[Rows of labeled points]
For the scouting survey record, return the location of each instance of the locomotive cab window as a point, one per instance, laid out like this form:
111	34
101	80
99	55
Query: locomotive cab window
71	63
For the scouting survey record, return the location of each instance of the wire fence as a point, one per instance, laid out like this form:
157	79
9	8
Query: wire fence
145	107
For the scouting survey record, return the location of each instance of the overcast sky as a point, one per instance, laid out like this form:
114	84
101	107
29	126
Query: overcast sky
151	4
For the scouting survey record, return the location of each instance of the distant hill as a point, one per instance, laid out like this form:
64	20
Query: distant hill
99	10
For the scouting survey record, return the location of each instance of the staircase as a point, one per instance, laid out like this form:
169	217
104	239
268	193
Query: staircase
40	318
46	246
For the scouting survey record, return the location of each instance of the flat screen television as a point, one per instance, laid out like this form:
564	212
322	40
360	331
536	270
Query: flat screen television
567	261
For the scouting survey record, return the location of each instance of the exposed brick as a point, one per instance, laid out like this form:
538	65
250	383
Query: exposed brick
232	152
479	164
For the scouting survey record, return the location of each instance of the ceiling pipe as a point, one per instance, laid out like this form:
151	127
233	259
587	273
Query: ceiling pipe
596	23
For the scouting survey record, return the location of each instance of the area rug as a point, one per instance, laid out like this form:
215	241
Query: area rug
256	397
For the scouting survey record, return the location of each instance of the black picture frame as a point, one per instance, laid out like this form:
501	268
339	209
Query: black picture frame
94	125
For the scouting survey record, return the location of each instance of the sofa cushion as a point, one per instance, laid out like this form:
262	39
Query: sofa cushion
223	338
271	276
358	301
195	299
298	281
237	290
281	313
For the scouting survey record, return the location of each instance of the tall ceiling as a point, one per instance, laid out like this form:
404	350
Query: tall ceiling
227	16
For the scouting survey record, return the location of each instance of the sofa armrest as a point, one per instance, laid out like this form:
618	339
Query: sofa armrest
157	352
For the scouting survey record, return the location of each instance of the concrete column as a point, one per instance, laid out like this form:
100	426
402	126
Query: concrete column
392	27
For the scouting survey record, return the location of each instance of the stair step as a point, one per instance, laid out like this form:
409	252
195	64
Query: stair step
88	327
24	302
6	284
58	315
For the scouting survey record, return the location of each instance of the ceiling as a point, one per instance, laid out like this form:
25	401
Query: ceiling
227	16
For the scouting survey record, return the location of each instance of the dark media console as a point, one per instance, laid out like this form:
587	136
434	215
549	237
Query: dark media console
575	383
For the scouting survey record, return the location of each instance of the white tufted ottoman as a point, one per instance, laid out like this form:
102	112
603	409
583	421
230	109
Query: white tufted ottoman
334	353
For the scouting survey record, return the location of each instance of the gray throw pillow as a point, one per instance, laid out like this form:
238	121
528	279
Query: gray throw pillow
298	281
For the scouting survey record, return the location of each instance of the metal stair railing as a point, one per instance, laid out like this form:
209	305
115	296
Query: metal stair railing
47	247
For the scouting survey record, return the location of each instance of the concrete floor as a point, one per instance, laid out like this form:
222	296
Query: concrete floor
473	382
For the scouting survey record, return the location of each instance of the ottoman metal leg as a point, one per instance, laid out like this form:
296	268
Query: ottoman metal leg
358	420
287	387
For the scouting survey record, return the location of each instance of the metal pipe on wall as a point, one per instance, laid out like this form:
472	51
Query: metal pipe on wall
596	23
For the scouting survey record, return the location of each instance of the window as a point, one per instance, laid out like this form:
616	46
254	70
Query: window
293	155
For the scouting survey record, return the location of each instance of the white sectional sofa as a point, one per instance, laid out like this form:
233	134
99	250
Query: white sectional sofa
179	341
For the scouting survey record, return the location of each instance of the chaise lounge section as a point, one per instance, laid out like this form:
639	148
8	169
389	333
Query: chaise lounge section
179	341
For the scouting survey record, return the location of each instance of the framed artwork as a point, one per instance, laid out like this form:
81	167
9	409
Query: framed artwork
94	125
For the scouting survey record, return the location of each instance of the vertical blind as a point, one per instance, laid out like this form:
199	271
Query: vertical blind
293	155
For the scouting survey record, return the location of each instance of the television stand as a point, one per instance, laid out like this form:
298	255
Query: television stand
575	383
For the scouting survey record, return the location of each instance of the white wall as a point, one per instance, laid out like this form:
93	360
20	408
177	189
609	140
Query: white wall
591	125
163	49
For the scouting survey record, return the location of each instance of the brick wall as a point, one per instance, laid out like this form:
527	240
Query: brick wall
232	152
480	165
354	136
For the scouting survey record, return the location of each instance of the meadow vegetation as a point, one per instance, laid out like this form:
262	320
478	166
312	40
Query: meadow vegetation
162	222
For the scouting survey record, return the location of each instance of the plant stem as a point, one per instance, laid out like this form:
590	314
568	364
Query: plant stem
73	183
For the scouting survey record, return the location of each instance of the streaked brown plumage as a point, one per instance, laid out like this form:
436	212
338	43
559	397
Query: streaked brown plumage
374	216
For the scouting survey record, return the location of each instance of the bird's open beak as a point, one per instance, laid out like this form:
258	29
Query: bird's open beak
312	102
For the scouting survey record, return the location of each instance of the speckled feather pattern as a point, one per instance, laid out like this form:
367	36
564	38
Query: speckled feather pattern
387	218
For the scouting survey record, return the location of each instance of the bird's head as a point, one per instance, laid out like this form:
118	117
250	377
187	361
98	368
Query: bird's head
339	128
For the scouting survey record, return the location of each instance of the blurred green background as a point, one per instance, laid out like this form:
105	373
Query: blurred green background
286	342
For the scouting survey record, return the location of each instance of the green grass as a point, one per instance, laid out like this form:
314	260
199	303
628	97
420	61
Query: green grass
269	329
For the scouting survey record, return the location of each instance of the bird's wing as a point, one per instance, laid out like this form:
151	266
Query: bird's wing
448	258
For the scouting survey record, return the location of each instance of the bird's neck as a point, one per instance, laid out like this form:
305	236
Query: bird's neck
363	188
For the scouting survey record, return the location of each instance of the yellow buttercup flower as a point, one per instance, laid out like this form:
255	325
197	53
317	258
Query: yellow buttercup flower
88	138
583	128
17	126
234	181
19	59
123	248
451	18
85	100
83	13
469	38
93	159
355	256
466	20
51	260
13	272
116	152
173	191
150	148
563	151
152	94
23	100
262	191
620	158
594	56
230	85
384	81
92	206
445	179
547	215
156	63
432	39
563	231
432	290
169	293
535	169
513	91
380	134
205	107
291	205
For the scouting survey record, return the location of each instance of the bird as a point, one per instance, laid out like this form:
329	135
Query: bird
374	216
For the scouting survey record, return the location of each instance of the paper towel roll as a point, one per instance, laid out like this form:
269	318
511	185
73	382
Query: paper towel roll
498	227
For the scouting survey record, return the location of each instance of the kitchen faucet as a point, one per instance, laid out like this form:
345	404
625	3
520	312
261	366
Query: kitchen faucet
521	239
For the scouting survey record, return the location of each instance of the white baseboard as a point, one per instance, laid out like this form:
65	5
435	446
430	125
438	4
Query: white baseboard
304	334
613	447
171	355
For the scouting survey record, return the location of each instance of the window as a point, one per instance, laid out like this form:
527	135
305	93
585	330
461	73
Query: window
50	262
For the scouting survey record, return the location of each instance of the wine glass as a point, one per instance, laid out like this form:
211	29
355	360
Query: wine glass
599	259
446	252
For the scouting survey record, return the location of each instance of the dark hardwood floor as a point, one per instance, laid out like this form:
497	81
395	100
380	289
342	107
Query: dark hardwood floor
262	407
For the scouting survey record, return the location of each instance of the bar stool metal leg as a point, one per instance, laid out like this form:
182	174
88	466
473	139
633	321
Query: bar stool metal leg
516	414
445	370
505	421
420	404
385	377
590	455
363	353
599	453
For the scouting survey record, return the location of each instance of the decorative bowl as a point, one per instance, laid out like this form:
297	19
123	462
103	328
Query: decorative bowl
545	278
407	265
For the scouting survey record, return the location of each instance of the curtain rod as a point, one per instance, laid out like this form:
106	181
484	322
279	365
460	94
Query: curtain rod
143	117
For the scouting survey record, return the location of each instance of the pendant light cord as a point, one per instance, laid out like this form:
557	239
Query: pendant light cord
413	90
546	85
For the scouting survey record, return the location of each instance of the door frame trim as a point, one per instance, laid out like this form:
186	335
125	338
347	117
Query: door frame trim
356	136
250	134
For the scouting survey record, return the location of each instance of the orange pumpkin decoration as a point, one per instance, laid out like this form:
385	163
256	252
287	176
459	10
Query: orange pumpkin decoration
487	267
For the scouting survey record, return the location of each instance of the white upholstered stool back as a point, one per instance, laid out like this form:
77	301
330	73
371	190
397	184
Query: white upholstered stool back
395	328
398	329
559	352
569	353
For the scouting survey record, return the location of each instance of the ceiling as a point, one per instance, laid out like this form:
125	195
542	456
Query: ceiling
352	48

» Task prompt: Please rewrite the rows from the line containing "of the decorative" through the end of the rows, inclusive, keeping the request lines and their sample coordinates unchanged. Scale every answer coordinate by 1.05 and round it to a whole number, with halves rounding up.

» Task result:
For the scouting survey record, return the location of each instance of the decorative bowl as a point, one per instance, laid out like this form:
297	19
123	462
103	328
Query: decorative bowl
572	292
427	278
For the scouting survey record, return the location of each instance of the curtain rod as a point, one per instance, laid out like this form:
106	181
484	322
279	365
460	94
Query: curtain rod
150	123
For the scouting survey record, return the location of each instance of the pendant light cord as a point, one per instance, laid out like this form:
557	239
Query: pendant light cord
434	95
573	89
For the scouting survey record, return the location of each instance of the door frame trim as a point, one per instance, laid out like this form:
186	335
125	338
347	117
Query: door frame trim
374	143
263	141
For the scouting survey record, return the location of each instance of the orange pumpkin decoration as a point, one per instance, laid out like this form:
385	163
256	252
287	176
459	10
Query: orange pumpkin decoration
511	280
For the scouting survey record, return the location of each instance of the white upholstered stool back as a point, one per instance, laid out like this form:
77	301
330	73
371	190
397	184
Query: white upholstered stool back
415	344
418	345
587	370
597	371
For the scouting survey record, return the location of each instance of the ceiling as a point, one per instance, laid out like this form:
125	195
542	456
Query: ceiling
370	50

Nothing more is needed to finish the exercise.